Information shown:

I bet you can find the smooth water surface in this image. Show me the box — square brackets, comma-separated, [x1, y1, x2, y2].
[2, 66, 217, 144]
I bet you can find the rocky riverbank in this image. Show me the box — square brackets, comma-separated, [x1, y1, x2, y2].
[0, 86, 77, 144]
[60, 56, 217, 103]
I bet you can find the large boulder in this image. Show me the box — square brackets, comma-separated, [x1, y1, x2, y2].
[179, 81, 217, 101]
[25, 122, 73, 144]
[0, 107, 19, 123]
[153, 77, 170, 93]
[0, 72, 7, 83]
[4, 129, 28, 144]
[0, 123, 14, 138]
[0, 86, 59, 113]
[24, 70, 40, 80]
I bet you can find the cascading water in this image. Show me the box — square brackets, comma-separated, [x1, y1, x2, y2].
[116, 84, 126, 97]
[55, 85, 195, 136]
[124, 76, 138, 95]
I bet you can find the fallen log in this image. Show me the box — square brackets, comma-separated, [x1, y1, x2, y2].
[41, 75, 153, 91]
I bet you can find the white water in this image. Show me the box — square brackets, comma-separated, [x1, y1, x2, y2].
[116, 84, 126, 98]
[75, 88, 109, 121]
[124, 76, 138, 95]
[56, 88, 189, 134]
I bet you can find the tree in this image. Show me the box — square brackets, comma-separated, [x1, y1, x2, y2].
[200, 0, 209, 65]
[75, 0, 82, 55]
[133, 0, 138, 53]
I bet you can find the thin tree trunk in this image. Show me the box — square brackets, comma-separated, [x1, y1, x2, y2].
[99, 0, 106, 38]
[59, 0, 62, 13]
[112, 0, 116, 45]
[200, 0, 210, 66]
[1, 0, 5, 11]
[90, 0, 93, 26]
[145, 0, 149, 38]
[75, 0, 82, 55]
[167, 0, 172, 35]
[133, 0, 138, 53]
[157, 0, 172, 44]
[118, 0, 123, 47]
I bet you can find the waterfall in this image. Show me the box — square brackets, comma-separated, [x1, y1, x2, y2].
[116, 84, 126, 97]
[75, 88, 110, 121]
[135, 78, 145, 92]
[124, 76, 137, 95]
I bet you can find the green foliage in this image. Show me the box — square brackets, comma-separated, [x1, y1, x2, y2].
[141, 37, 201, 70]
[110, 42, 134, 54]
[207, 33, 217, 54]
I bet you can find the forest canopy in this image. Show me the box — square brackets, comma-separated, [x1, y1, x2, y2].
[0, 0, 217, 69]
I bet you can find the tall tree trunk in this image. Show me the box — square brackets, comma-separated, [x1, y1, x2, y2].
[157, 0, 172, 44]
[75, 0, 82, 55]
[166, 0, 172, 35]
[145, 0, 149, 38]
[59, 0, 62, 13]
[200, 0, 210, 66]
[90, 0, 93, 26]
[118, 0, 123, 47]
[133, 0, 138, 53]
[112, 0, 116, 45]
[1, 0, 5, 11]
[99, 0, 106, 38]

Your task:
Reproduce only the lines from the first of the rows above through the line holding "[41, 75, 153, 91]", inclusive. Keep the requests unchanged, and multiply every bounding-box coordinate in the answers by 1.5, rounding to whole numbers with halves rounded up.

Reply:
I bet you can find the smooth water surface in this image. Show me the box — square brackets, comma-separated, [x1, y1, x2, y2].
[3, 99, 326, 216]
I bet you can find the rocky riverbank in this image. Show me the box — square brackets, comma-separated, [x1, y1, x2, y2].
[0, 129, 116, 216]
[90, 84, 326, 155]
I bet you can find the large boulder in this image. Show me the box — square brackets, comma-separated, [x1, y1, x2, y2].
[269, 122, 326, 152]
[38, 183, 110, 216]
[0, 161, 29, 185]
[230, 116, 255, 140]
[0, 108, 11, 125]
[6, 194, 42, 216]
[0, 185, 21, 207]
[0, 129, 89, 170]
[36, 105, 60, 120]
I bet you can find the cascading water in this image. Show me the box — square brackets, comma-separated, [x1, y1, x2, y2].
[174, 126, 189, 146]
[83, 128, 293, 204]
[186, 114, 207, 143]
I bet you can find the fallen log in this image. Show me the box — square brackets, comma-separated, [x1, y1, x2, y2].
[62, 113, 230, 137]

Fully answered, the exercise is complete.